Omit the images. Reproduce each line of the records exactly as it appears.

[Image point grounding data]
=== Section Start ===

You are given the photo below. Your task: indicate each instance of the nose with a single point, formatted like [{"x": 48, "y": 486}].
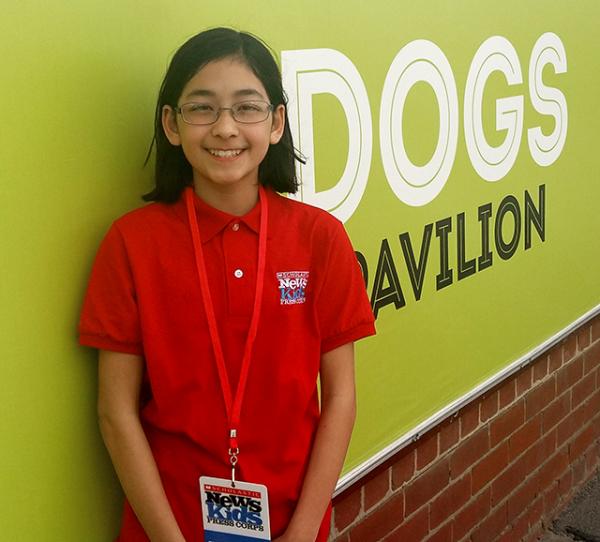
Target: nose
[{"x": 225, "y": 125}]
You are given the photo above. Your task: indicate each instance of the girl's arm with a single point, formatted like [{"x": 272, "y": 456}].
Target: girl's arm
[
  {"x": 338, "y": 409},
  {"x": 120, "y": 379}
]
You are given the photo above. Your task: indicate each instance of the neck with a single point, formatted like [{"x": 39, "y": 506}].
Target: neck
[{"x": 237, "y": 202}]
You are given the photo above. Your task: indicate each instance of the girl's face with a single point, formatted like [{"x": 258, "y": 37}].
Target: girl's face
[{"x": 224, "y": 155}]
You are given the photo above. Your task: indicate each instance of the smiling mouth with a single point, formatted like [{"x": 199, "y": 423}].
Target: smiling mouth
[{"x": 229, "y": 153}]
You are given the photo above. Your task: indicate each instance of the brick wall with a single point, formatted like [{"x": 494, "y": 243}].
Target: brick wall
[{"x": 501, "y": 469}]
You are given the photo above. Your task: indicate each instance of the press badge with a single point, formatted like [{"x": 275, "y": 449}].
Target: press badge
[{"x": 234, "y": 514}]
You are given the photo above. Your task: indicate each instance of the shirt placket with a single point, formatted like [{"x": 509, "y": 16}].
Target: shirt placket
[{"x": 240, "y": 245}]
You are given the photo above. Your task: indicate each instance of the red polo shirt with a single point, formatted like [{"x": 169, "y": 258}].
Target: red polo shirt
[{"x": 144, "y": 298}]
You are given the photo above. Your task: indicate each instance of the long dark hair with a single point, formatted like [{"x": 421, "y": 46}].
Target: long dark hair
[{"x": 172, "y": 170}]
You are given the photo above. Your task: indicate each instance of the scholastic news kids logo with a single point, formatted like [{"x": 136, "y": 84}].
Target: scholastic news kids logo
[
  {"x": 292, "y": 287},
  {"x": 233, "y": 507}
]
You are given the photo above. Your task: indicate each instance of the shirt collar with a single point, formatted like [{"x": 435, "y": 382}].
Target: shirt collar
[{"x": 212, "y": 221}]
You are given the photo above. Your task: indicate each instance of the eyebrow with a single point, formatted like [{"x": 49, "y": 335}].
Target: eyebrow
[{"x": 200, "y": 92}]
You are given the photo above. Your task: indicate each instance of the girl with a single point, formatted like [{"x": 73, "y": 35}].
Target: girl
[{"x": 216, "y": 308}]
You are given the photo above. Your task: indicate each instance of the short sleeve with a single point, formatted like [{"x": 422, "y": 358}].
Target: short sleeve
[
  {"x": 343, "y": 309},
  {"x": 109, "y": 318}
]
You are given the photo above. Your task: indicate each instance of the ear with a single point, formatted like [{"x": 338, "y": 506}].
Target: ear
[
  {"x": 278, "y": 124},
  {"x": 169, "y": 122}
]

=== Section End ===

- **SOLUTION FOR THIS EXERCISE**:
You are given the photo below. Your task: indicate each instance of the nose with a single point, formatted like [{"x": 48, "y": 486}].
Target: nose
[{"x": 225, "y": 125}]
You are given the photo above. Your task: indicate each instance of the girl's arm with a single point, formatted like [{"x": 272, "y": 456}].
Target: girl's arm
[
  {"x": 338, "y": 409},
  {"x": 120, "y": 379}
]
You are given the photo above. Your task: indicate each instance of the neck with a single point, formatted like [{"x": 39, "y": 506}].
Target: neck
[{"x": 237, "y": 202}]
You are given the photo above. Your task: indicate each instance of the girl's face with a single point, formatted like [{"x": 258, "y": 37}].
Target: girl's face
[{"x": 224, "y": 155}]
You are given the photo above. Your task: indicate each instance of the smiling mouth with a single point, formatted like [{"x": 199, "y": 423}].
Target: smiling mouth
[{"x": 229, "y": 153}]
You are given the photo above. Your task: indicate each instance of the brick wall with a single point, formatted like [{"x": 494, "y": 243}].
Target: brick wall
[{"x": 501, "y": 469}]
You are given the photo above. Your task: indicate each instance of the press badge with a single point, formatted like [{"x": 275, "y": 449}].
Target: press badge
[{"x": 234, "y": 514}]
You are given the photo above. Your task: indicate each instance of the shirt placket with a single point, formatted like [{"x": 509, "y": 16}].
Target: shirt placket
[{"x": 240, "y": 245}]
You are given the photo above. Your task: indicate each instance of the red polo shirt with a single point, formatted like [{"x": 169, "y": 258}].
Target: red polo shirt
[{"x": 144, "y": 298}]
You are given the photo above. Your task: indicate each instance of the long dark hair with a single point, formatted like [{"x": 421, "y": 46}].
Target: long dark hair
[{"x": 172, "y": 170}]
You are given the photo above. Your task: indicate each instance of the scholastic news kids logo with a single point, formatted like [{"x": 136, "y": 84}].
Target: scholastic news kids logo
[
  {"x": 292, "y": 287},
  {"x": 233, "y": 507}
]
You are given the photo above. Your task: indicate each instance of the shirt collar with a single point, formatted like [{"x": 435, "y": 382}].
Target: shirt collar
[{"x": 212, "y": 221}]
You are given the photo above. Your task: indicate each instance of the eyebrow with a single point, formatted like [{"x": 49, "y": 335}].
Target: eyebrow
[{"x": 200, "y": 92}]
You are given the photo above. Your task: indicate each instance of the girl with a single point, formatted like [{"x": 73, "y": 35}].
Target: girl
[{"x": 216, "y": 308}]
You are given the photo above. Your task: indicate each instance of the short sleeve with a single point, formatted like [{"x": 422, "y": 358}].
Target: short sleeve
[
  {"x": 343, "y": 309},
  {"x": 109, "y": 318}
]
You are given the photo above. Your task: indicate each instance of the ear with a single point, formatted like [{"x": 338, "y": 506}].
Target: ear
[
  {"x": 278, "y": 124},
  {"x": 169, "y": 122}
]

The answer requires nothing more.